[Start of Attachment]

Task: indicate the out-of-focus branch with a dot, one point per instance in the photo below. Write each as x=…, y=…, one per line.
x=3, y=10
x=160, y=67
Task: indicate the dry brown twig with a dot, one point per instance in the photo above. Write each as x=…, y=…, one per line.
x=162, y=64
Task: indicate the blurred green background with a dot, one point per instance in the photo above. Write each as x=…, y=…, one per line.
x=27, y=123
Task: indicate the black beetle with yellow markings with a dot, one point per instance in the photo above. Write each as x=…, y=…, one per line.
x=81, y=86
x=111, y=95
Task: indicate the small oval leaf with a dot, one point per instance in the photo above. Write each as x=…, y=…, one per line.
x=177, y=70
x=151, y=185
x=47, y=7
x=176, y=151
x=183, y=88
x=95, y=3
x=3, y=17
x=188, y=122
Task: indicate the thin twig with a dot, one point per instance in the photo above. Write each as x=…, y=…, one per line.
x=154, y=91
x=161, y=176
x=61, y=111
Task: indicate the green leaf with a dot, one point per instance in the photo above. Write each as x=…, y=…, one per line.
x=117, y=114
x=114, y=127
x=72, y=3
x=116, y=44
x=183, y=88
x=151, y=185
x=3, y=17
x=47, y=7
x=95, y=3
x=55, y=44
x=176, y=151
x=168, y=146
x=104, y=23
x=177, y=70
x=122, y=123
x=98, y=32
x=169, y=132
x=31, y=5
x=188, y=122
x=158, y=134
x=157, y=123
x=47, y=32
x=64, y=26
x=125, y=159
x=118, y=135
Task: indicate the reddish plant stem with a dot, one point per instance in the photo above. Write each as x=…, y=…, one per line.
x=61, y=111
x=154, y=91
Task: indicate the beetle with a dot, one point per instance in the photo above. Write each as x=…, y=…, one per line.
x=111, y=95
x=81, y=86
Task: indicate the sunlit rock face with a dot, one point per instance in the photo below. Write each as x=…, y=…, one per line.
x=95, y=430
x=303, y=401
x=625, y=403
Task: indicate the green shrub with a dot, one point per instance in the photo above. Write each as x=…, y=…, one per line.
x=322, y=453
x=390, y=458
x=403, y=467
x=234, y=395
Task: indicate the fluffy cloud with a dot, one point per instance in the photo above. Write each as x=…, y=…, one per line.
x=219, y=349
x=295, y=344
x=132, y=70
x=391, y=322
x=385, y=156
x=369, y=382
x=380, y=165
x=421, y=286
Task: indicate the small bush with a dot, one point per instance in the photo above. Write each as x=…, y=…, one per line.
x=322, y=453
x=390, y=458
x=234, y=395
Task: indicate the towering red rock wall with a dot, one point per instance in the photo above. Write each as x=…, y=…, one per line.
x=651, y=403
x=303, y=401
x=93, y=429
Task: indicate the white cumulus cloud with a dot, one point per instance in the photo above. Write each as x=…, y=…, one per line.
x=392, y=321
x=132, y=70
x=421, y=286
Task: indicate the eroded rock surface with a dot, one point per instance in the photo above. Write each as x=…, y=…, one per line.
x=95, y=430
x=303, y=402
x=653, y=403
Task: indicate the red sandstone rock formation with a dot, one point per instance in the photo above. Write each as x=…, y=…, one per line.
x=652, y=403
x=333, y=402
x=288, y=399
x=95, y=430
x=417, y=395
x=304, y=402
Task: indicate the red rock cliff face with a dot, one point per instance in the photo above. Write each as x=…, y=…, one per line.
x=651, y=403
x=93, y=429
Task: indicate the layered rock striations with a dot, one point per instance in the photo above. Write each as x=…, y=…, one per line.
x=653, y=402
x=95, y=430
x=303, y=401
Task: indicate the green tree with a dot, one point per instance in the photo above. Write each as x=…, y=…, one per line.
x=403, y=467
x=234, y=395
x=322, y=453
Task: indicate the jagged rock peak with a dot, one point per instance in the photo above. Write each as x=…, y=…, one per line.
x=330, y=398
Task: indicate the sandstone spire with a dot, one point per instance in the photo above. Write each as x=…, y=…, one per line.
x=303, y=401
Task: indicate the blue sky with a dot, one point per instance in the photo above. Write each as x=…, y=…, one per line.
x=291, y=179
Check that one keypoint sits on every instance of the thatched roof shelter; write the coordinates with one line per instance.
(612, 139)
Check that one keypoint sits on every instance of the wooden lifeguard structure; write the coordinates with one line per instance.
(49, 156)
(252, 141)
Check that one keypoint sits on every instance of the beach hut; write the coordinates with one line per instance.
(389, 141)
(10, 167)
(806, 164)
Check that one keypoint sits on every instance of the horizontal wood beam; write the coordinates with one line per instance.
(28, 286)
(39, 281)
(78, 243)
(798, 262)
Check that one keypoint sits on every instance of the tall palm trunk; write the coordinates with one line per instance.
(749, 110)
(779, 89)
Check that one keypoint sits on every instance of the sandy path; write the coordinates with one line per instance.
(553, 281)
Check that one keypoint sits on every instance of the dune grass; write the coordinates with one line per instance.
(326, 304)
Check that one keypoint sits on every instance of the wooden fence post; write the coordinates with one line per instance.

[End of Attachment]

**What to work on:**
Copy the whole listing, word for word.

**Written solution:**
Task: indicate the out-of-focus branch with a dot, one point per instance in the photo below. Write each as x=…, y=…, one per line.
x=3, y=10
x=160, y=67
Task: indicate the dry brown twig with a dot, one point per instance in the photo above. Write each as x=…, y=…, one per line.
x=162, y=64
Task: indicate the blurred green background with a dot, one point per instance in the photo above. Write each as x=…, y=…, one per line.
x=27, y=123
Task: indicate the black beetle with yellow markings with a dot, one point per instance in the photo above. Write each as x=…, y=…, one per line.
x=81, y=86
x=111, y=95
Task: indicate the small oval leaf with a dot, one point per instance in the photo above. Write each as x=…, y=…, one per line.
x=177, y=70
x=151, y=185
x=47, y=7
x=176, y=151
x=183, y=88
x=95, y=3
x=3, y=17
x=188, y=122
Task: indicate the thin twig with a dot, one point per instance in the photo above. Write each as x=…, y=…, one per line.
x=154, y=91
x=161, y=176
x=61, y=111
Task: indicate the green leaf with a dot, one point per instance in the photo above. Write each as x=…, y=…, one per line.
x=117, y=114
x=114, y=127
x=72, y=3
x=116, y=44
x=183, y=88
x=151, y=185
x=3, y=17
x=47, y=7
x=95, y=3
x=55, y=44
x=176, y=151
x=168, y=146
x=104, y=23
x=177, y=70
x=122, y=123
x=98, y=32
x=169, y=132
x=31, y=5
x=188, y=122
x=158, y=134
x=157, y=123
x=47, y=32
x=64, y=26
x=125, y=159
x=118, y=135
Task: indicate the reddish plant stem with a dot, one point per instance in the photo above. Write each as x=…, y=…, one per line.
x=61, y=111
x=154, y=91
Task: indicate the beetle with a dot, one point per instance in the photo above. Write each as x=…, y=…, one per line.
x=111, y=95
x=81, y=86
Task: indicate the sunlit rock face with a dot, one point per instance in the photo below. Write each as x=…, y=…, one per line.
x=95, y=430
x=303, y=401
x=625, y=403
Task: indicate the green shrub with a dot, one point per instance in the photo above. Write each as x=…, y=…, one per line.
x=322, y=453
x=390, y=458
x=403, y=467
x=234, y=395
Task: indicate the fluffy cloud with a dot, one point per instance in the photo above. Write each as x=…, y=…, one per line.
x=219, y=349
x=295, y=344
x=132, y=70
x=391, y=322
x=385, y=156
x=369, y=382
x=380, y=165
x=421, y=286
Task: indicate the small bush with a dot, one point per instance in the photo above. Write each as x=…, y=…, one per line.
x=322, y=453
x=390, y=458
x=234, y=395
Task: indicate the towering red rock wall with a dot, one point per instance in the photo above. Write each as x=…, y=…, one per line.
x=651, y=403
x=303, y=401
x=93, y=429
Task: indicate the white cumulus cloud with a dot, one point per instance in the photo above. Write each as x=…, y=…, one per line.
x=392, y=321
x=132, y=70
x=421, y=286
Task: indicate the eroded rock surface with a dot, one point per instance in the photo above. Write each as x=…, y=…, one per line.
x=95, y=430
x=303, y=402
x=653, y=403
Task: indicate the red sandstone rock formation with a dot, one point per instance in the photo above. Write each as x=…, y=…, one per line.
x=652, y=403
x=333, y=402
x=288, y=399
x=95, y=430
x=417, y=395
x=304, y=402
Task: indicate the red rock cliff face with a dot, one point per instance in the photo above. Write each as x=…, y=…, one per line.
x=651, y=403
x=93, y=429
Task: indicate the layered rock striations with a dot, one point per instance in the photo above. Write each as x=…, y=…, one per line.
x=653, y=402
x=95, y=430
x=303, y=401
Task: indicate the green tree with a dot, one point per instance in the photo above. Write each as x=…, y=…, one per line.
x=403, y=467
x=234, y=395
x=322, y=453
Task: indicate the jagged rock peak with a dot, one point per instance in the photo above. Write each as x=…, y=…, one per line.
x=330, y=398
Task: indicate the sandstone spire with a dot, one point per instance in the photo above. Write each as x=…, y=…, one per line.
x=303, y=401
Task: indicate the blue sky with a dot, one point per instance in the photo above. Write each as x=…, y=…, one per line.
x=291, y=179
Check that one keypoint sits on every instance of the thatched roof shelter; write the coordinates with one line per instance.
(612, 139)
Check that one keypoint sits on every instance of the wooden lifeguard structure; write the coordinates with one line per instance.
(49, 156)
(252, 141)
Check that one keypoint sits on every instance of the beach hut; write the coordinates with one line per instance.
(389, 141)
(10, 167)
(806, 164)
Check that one keypoint sits on every instance of the horizontal wood beam; write the coordinates with one line per instance.
(28, 286)
(39, 281)
(78, 243)
(798, 262)
Check that one keypoint sits on every instance of the tall palm trunk; write the coordinates with one line per instance.
(749, 110)
(779, 89)
Check that one keypoint sits on every instance of the sandy path; write the coordinates with one line per instance.
(553, 281)
Check that one keypoint sits on every instance of the dune grass; write the coordinates with one line per instance.
(326, 304)
Check that one keypoint sits on every instance of the wooden fence post; write the coordinates with one line per instance.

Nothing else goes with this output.